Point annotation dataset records

.....

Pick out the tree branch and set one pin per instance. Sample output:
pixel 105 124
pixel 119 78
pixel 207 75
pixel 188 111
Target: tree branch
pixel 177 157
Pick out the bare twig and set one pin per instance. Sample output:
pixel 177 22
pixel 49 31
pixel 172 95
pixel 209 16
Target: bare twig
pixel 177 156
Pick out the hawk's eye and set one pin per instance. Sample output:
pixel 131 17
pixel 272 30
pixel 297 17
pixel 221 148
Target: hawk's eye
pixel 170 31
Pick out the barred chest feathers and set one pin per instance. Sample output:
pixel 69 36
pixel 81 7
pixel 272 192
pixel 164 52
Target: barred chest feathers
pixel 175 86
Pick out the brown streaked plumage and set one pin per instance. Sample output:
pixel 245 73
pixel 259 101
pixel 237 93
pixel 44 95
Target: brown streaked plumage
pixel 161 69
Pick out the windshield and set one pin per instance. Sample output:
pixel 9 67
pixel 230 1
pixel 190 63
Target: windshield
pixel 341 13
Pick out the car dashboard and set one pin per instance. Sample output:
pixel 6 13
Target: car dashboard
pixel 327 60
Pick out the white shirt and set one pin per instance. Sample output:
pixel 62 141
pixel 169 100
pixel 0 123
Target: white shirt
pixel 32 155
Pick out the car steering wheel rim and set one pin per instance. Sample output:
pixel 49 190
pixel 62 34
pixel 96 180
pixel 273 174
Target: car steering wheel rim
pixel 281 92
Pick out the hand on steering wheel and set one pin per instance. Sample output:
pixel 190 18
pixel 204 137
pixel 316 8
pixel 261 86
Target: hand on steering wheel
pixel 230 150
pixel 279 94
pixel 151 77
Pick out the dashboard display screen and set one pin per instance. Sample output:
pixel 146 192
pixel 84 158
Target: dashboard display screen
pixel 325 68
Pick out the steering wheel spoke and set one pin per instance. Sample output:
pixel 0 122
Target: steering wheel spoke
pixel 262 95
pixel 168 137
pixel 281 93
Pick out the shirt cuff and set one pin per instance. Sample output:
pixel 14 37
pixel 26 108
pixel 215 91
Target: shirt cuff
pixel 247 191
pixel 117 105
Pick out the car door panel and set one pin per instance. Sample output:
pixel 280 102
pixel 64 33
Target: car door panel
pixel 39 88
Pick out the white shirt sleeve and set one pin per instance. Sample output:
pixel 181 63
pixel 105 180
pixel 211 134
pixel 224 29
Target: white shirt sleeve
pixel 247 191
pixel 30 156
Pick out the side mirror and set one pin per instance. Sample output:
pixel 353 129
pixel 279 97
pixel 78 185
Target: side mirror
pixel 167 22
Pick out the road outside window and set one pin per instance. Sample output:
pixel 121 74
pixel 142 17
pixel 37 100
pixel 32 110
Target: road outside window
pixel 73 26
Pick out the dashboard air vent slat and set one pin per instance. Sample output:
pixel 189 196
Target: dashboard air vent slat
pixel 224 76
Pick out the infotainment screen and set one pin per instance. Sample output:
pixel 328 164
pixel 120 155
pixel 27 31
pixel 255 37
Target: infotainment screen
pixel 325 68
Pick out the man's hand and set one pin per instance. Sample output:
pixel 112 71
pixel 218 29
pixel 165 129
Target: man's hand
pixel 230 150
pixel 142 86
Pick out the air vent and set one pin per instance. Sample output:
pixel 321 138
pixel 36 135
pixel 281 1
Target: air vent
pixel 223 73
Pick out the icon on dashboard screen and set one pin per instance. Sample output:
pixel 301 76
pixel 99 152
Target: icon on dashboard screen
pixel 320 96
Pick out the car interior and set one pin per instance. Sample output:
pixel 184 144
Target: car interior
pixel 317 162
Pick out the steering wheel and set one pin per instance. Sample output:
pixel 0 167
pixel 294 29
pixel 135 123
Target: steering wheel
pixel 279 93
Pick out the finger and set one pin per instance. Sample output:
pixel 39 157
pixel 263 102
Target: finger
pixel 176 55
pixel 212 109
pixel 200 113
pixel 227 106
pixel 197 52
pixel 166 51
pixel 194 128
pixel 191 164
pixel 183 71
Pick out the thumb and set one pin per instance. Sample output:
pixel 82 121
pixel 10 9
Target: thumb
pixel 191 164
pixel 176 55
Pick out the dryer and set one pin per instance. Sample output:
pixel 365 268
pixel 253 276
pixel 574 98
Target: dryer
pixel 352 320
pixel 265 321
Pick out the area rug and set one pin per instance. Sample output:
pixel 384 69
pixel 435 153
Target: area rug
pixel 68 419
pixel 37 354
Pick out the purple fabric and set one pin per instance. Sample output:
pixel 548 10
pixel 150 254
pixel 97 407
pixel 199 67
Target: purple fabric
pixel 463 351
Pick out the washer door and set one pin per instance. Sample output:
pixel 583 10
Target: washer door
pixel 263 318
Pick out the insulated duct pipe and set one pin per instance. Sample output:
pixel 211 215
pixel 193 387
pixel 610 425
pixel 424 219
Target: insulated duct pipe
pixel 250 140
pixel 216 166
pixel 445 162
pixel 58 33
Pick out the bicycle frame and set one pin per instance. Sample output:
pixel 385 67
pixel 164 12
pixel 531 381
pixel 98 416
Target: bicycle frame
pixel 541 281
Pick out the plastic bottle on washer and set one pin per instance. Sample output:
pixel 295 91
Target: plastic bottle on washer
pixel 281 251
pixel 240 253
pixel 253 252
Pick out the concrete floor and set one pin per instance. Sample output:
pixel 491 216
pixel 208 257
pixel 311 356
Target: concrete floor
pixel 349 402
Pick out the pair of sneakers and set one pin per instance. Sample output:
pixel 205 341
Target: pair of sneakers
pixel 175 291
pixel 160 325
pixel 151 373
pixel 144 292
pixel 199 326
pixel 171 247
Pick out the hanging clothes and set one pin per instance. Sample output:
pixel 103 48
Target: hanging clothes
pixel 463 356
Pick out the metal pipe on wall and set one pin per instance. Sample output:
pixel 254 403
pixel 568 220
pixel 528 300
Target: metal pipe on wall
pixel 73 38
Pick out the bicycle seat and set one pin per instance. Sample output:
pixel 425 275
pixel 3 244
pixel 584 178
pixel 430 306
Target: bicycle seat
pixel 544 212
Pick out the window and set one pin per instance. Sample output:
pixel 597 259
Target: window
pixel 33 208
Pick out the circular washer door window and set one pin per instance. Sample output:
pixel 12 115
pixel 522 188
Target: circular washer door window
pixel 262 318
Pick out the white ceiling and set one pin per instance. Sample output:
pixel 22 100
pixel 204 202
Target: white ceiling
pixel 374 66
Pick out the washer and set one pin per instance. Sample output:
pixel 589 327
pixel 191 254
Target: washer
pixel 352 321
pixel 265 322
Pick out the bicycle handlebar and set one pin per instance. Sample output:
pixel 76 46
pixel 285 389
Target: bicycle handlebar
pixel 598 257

.....

Could you edit the data above so that every "Sample output" becomes "Example output", with everything else left unchanged?

Pick out the tree branch and set one pin per instance. Example output:
pixel 105 124
pixel 119 78
pixel 207 75
pixel 188 111
Target: tree branch
pixel 177 157
Pick out the bare twig and set one pin per instance. Example output:
pixel 177 22
pixel 49 31
pixel 172 95
pixel 209 16
Target: bare twig
pixel 177 156
Pick out the hawk's eye and set one pin per instance. Example output:
pixel 131 17
pixel 272 30
pixel 297 17
pixel 221 148
Target: hawk's eye
pixel 170 31
Pick out the barred chest feathers and set one pin per instance. Example output:
pixel 69 36
pixel 81 7
pixel 272 192
pixel 164 52
Target: barred chest feathers
pixel 175 86
Pick out the brown streaked plumage and set one pin per instance. Example output:
pixel 245 73
pixel 259 101
pixel 237 93
pixel 44 95
Target: brown streaked plumage
pixel 161 69
Pick out the windshield and set one pin per instance. Example output:
pixel 9 67
pixel 230 1
pixel 190 63
Target: windshield
pixel 341 13
Pick out the car dashboard and set one pin per instance. Example output:
pixel 6 13
Target: car dashboard
pixel 327 60
Pick out the white shirt and set one pin per instance. Example output:
pixel 62 141
pixel 169 100
pixel 0 123
Target: white shirt
pixel 32 155
Pick out the car steering wheel rim and set one pin per instance. Example output:
pixel 49 190
pixel 62 34
pixel 96 180
pixel 273 174
Target: car steering wheel rim
pixel 281 92
Pick out the hand on steering wheel and set one pin per instance. Example output:
pixel 190 18
pixel 204 137
pixel 316 8
pixel 261 86
Target: hand on steering wheel
pixel 230 150
pixel 279 94
pixel 151 77
Pick out the dashboard display screen and set one pin per instance. Example output:
pixel 146 192
pixel 84 158
Target: dashboard display screen
pixel 325 68
Pick out the steering wheel spoke and set one pin per instance. Example output:
pixel 0 122
Target: steering wheel spoke
pixel 262 95
pixel 168 137
pixel 281 93
Pick out the shirt cuff and set one pin per instance. Example output:
pixel 14 37
pixel 26 108
pixel 215 91
Target: shirt cuff
pixel 247 191
pixel 117 105
Pick out the car door panel and set one pin per instance. Example output:
pixel 280 102
pixel 64 33
Target: car door panel
pixel 39 88
Pick out the white shirt sleeve and set one pin per instance. Example output:
pixel 181 63
pixel 105 180
pixel 211 134
pixel 224 29
Target: white shirt sleeve
pixel 247 191
pixel 30 156
Pick out the side mirror and set one pin per instance. Example output:
pixel 353 129
pixel 279 97
pixel 78 185
Target: side mirror
pixel 167 22
Pick out the road outside window and set one pin per instance. Example output:
pixel 121 74
pixel 142 17
pixel 37 100
pixel 32 110
Target: road outside window
pixel 73 26
Pick out the dashboard air vent slat and set one pin per instance. Example output:
pixel 189 196
Target: dashboard air vent slat
pixel 224 76
Pick out the infotainment screen and set one pin per instance. Example output:
pixel 328 164
pixel 120 155
pixel 27 31
pixel 255 37
Target: infotainment screen
pixel 325 68
Pick out the man's hand and set one pin per instance. Example output:
pixel 112 71
pixel 218 29
pixel 165 129
Target: man's hand
pixel 230 150
pixel 142 86
Pick out the air vent and set one pin per instance. Example output:
pixel 321 138
pixel 36 135
pixel 281 1
Target: air vent
pixel 223 73
Pick out the icon on dashboard screen and set one pin per instance. Example output:
pixel 301 76
pixel 99 152
Target: icon on dashboard screen
pixel 320 96
Pick out the car interior and set one pin per instance. Example output:
pixel 184 144
Target: car interior
pixel 317 162
Pick out the steering wheel and set one pin per instance. Example output:
pixel 0 167
pixel 294 29
pixel 135 123
Target: steering wheel
pixel 279 93
Pick out the finger and set one pin per instance. Example output:
pixel 39 157
pixel 263 102
Target: finger
pixel 176 55
pixel 212 109
pixel 200 113
pixel 227 106
pixel 197 52
pixel 166 51
pixel 194 128
pixel 191 164
pixel 183 71
Pick out the thumb and set one pin per instance. Example output:
pixel 82 121
pixel 10 9
Target: thumb
pixel 191 164
pixel 176 55
Pick out the dryer and set one pin per instance. Example output:
pixel 365 268
pixel 253 276
pixel 574 98
Target: dryer
pixel 352 320
pixel 265 321
Pick out the area rug and set one pin per instance. Example output:
pixel 384 69
pixel 435 153
Target: area rug
pixel 68 419
pixel 37 354
Pick out the purple fabric and set one pin per instance. Example output:
pixel 548 10
pixel 150 254
pixel 97 407
pixel 199 67
Target: purple fabric
pixel 463 351
Pick out the washer door and set one pin per instance. Example output:
pixel 583 10
Target: washer door
pixel 263 318
Pick out the insulated duct pipe and set one pin per instance. Example output:
pixel 211 215
pixel 193 387
pixel 610 425
pixel 424 219
Target: insulated duct pipe
pixel 250 140
pixel 216 166
pixel 445 162
pixel 58 33
Pick out the bicycle frame and set one pin per instance. Example output:
pixel 385 67
pixel 164 12
pixel 531 381
pixel 98 416
Target: bicycle frame
pixel 541 281
Pick out the plastic bottle on washer and set one pin per instance. Example output:
pixel 295 91
Target: plastic bottle on washer
pixel 281 251
pixel 240 253
pixel 253 252
Pick out the concrete floor and set one pin per instance. Example output:
pixel 491 216
pixel 208 257
pixel 311 356
Target: concrete floor
pixel 349 402
Pick out the pair of sneakers and set one pin per instance. Example output:
pixel 205 341
Target: pair of sneakers
pixel 175 291
pixel 160 325
pixel 151 373
pixel 144 292
pixel 199 326
pixel 171 247
Pick out the hanging clothes and set one pin per instance. Example output:
pixel 103 48
Target: hanging clothes
pixel 463 356
Pick out the metal pipe on wall and set one pin per instance. Example output:
pixel 254 403
pixel 568 220
pixel 528 300
Target: metal pipe on wall
pixel 73 38
Pick out the bicycle seat and set one pin per instance. Example output:
pixel 425 275
pixel 3 244
pixel 584 178
pixel 430 306
Target: bicycle seat
pixel 544 212
Pick out the window and set one pin per instance. Example output:
pixel 597 259
Target: window
pixel 33 208
Pick out the circular washer door window and set one pin per instance. Example output:
pixel 12 115
pixel 522 188
Target: circular washer door window
pixel 262 318
Pick out the white ceiling and set one pin per instance. Example output:
pixel 22 100
pixel 204 202
Target: white ceiling
pixel 374 66
Pick out the washer and set one pin per instance. Example output:
pixel 589 327
pixel 191 254
Target: washer
pixel 352 321
pixel 265 322
Pick out the bicycle handlebar and set one pin per instance. Example output:
pixel 76 46
pixel 285 389
Target: bicycle handlebar
pixel 598 257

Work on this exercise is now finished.